Alınan karar gereğince,
bu kısmın 286'ncı sırasında yer alan, Tekirdağ Milletvekili Mehmet
Nuri Saygun ve 30 milletvekilinin, küresel ısınma konusunun araştırılarak
alınması gereken önlemlerin belirlenmesi amacıyla; 338'inci sırasında
yer alan, Ankara Milletvekili Yakup Kepenek ve 59 milletvekilinin,
küresel ısınmanın ülkemizdeki etkilerinin araştırılarak alınması
gereken önlemlerin belirlenmesi amacıyla ve 356'ncı sırasında yer
alan, Gaziantep Milletvekili Fatma Şahin ve 20 milletvekilinin, küresel
ısınmanın neden olduğu sorunların ve oluşturduğu riskin araştırılarak
alınması gereken önlemlerin belirlenmesi amacıyla Anayasa'nın
98'inci, İç Tüzük'ün 104 ve 105'inci maddeleri uyarınca bir Meclis
araştırması açılmasına ilişkin önergelerinin birlikte yapılacak
ön görüşmesine başlıyoruz.
2.- Tekirdağ Milletvekili Mehmet Nuri Saygun ve
30 milletvekilinin, küresel ısınma konusunun araştırılarak alınması
gereken önlemlerin belirlenmesi amacıyla Meclis araştırması açılmasına
ilişkin önergesi (10/351)
3.- Ankara Milletvekili Yakup Kepenek ve 59 milletvekilinin,
küresel ısınmanın ülkemizdeki etkilerinin araştırılarak alınması
gereken önlemlerin belirlenmesi amacıyla Meclis araştırması açılmasına
ilişkin önergesi (10/399)
4.- Gaziantep Milletvekili Fatma Şahin ve 20 milletvekilinin,
küresel ısınmanın neden olduğu sorunların ve oluşturduğu riskin
araştırılarak alınması gereken önlemlerin belirlenmesi amacıyla
Meclis araştırması açılmasına ilişkin önergesi (10/417)
BAŞKAN - Hükûmet? Yerinde.
Meclis araştırması
önergeleri, Genel Kurulun 29/3/2006 tarihli 81'inci, 30/11/2006 tarihli
26'ncı, 23/01/2007 tarihli 53'üncü Birleşimlerinde okunduğundan, tekrar
okutmuyorum.

> _Belirtilen amaç A_: Kayıtlarda "find the hanging clothes in the photo above" ifadesini içeren satırdan başlayıp kayıtların sonuna kadar giden satırları, her iki ucu da dahil ederek, her satır için bir dize olacak biçimde JSON listesine aktarın ve boş satırları dışarıda bırakın.

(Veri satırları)
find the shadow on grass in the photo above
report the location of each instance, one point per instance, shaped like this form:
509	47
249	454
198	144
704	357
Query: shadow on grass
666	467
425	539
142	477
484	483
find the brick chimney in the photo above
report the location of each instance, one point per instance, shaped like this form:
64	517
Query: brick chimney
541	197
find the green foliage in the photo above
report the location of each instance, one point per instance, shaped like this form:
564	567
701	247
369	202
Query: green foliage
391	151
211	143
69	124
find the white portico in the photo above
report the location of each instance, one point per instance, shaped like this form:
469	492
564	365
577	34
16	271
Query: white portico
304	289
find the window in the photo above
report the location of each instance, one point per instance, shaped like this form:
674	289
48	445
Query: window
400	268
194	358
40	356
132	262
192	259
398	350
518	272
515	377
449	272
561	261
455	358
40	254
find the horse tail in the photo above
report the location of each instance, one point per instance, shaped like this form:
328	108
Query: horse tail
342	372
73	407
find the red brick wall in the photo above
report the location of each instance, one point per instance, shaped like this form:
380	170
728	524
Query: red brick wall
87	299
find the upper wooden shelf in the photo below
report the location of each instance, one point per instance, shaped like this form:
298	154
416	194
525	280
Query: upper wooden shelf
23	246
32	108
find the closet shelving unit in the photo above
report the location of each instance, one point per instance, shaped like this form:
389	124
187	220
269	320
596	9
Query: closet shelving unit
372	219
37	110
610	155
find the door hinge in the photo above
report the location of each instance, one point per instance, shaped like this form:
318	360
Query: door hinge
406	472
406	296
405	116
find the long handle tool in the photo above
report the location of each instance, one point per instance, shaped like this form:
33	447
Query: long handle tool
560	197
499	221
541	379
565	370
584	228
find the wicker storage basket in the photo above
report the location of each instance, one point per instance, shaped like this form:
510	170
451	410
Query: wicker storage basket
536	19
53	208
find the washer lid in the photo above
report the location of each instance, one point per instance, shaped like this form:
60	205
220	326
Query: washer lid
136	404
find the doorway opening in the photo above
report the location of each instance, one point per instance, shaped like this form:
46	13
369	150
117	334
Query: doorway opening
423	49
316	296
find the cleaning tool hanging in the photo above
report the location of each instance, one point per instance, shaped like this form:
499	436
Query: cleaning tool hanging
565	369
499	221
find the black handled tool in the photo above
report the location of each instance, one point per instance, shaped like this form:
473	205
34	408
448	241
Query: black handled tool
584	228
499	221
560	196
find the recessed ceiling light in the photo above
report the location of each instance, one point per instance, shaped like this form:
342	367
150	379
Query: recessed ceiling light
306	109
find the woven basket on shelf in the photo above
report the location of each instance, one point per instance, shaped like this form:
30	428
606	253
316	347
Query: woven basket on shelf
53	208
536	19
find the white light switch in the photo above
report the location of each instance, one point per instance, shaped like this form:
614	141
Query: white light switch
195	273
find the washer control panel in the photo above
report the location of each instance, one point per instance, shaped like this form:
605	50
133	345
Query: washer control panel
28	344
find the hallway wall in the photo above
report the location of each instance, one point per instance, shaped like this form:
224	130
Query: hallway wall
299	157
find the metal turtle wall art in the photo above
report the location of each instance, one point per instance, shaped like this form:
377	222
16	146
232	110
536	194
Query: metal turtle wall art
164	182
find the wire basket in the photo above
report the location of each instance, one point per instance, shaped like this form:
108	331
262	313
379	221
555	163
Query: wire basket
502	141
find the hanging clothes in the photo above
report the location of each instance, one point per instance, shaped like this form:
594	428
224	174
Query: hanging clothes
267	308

> _Belirtilen amaç B_: Küresel ısınmayla ilgili Meclis araştırması önergelerinin görüşüldüğü tutanak metnini kaldığı yerden devam ettirin.

> _Nihai sonuç A_:
[
  "find the hanging clothes in the photo above",
  "report the location of each instance, one point per instance, shaped like this form:",
  "594\t428",
  "224\t174",
  "Query: hanging clothes",
  "267\t308"
]

> _Nihai sonuç B_:
İç Tüzük'ümüze göre
Meclis araştırması açılıp açılmaması hususunda sırasıyla, Hükûmete,
siyasi parti gruplarına ve önergelerdeki birinci imza sahibine
veya onların göstereceği bir diğer imza sahibine söz verilecektir.
Konuşma süreleri,
Hükûmet ve gruplar için yirmişer dakika, önerge sahipleri için onar dakikadır.
Şimdi, söz alan sayın
üyelerin isimlerini okuyorum: (10/351, 399, 417) esas numaralı Meclis
araştırması önergelerinin ön görüşmesi üzerinde söz isteyen, Osman
Pepe, Çevre ve Orman Bakanı; Cumhuriyet Halk Partisi Grubu adına Rasim
Çakır, Edirne Milletvekili; Anavatan Partisi Grubu adına Züheyir
Amber, Hatay Milletvekili; AK Parti Grubu adına Adem Baştürk, Kayseri
Milletvekili.
Önerge sahipleri: Canan
Arıtman, İzmir Milletvekili; Yakup Kepenek, Ankara Milletvekili;
Fatma Şahin, Gaziantep Milletvekili.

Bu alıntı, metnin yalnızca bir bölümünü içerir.